**EXERCISE TASK**
Copy the items below, replacing every "Marks" with "Points" and leaving everything else unchanged.

**PROVIDED RECORDS**
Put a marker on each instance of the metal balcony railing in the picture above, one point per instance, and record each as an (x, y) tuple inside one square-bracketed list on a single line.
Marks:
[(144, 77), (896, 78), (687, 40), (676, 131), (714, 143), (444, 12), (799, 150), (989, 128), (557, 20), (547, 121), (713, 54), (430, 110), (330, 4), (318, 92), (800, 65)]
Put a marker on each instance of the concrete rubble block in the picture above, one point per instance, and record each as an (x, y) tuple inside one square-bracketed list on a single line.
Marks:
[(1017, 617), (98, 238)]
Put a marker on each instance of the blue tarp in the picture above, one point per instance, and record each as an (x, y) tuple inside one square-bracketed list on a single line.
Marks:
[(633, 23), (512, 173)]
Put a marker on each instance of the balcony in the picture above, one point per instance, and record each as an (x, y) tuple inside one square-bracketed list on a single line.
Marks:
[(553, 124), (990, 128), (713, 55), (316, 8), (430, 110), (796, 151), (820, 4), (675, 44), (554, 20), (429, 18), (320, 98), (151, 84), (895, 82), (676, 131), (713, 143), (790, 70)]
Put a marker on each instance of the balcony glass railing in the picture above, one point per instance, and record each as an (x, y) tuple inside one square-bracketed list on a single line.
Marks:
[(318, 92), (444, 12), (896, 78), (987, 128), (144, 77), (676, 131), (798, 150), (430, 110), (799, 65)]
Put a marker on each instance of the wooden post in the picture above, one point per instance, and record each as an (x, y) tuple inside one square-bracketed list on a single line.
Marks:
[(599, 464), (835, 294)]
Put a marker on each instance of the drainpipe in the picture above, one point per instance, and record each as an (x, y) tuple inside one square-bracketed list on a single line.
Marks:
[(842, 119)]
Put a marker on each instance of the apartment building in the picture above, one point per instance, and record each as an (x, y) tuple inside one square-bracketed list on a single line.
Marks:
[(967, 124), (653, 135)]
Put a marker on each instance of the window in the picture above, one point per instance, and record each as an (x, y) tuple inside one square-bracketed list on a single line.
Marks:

**RESPONSE**
Put a marker on each instance of the metal balcony railing in the picture above, one point per instance, and record each as an (x, y) tuple inside one square-bracketed list on a single line.
Points:
[(144, 77), (896, 78), (687, 40), (676, 131), (714, 143), (444, 12), (799, 150), (989, 128), (557, 20), (547, 121), (713, 54), (430, 110), (330, 4), (318, 92), (800, 65)]
Put a marker on each instance of the concrete rubble block in the picture above, one point per instance, and record each as an (x, y) tuple inside one square-bracketed list on a single line.
Points:
[(1017, 617), (98, 238)]
Put a marker on each instance of the blue tarp in the picture above, one point per instance, and record each as an (x, y) tuple inside one square-bracketed list on a single line.
Points:
[(633, 23), (512, 173)]
Put a marker on each instance of the balcony in the picture above, one point per instance, and record each as an (x, y) tuple inside one square-bracketed list on a single line.
Points:
[(553, 124), (990, 128), (713, 55), (316, 8), (430, 110), (796, 151), (820, 4), (675, 44), (554, 20), (429, 18), (320, 98), (151, 84), (895, 82), (676, 131), (713, 143), (790, 70)]
Put a marker on each instance of the balcony glass railing in the picture above, one point per instance, and record each as an (x, y) tuple inside one square-bracketed list on a single line.
Points:
[(318, 92), (444, 12), (896, 78), (987, 128), (144, 77), (676, 131), (798, 150), (430, 110), (799, 65)]
Put a marker on each instance of the wooden post in the picture above, one point per instance, and record each as an (x, y) tuple inside one square-bracketed list on a single line.
Points:
[(599, 464), (835, 294)]
Put a marker on each instance of the drainpipe in the picture above, one point per instance, and record each as an (x, y) tuple inside one square-bracketed list on a single line.
Points:
[(842, 119)]
Put a marker on each instance of the apartment building in the picture above, one point per instance, and record each as an (x, y) tuple inside one square-bracketed list on a single line.
Points:
[(967, 124), (653, 135)]
Put a marker on each instance of the window in the picture above, one point per instance, and record each as an (x, y) tuple inside one square-bracketed list on a single line.
Points:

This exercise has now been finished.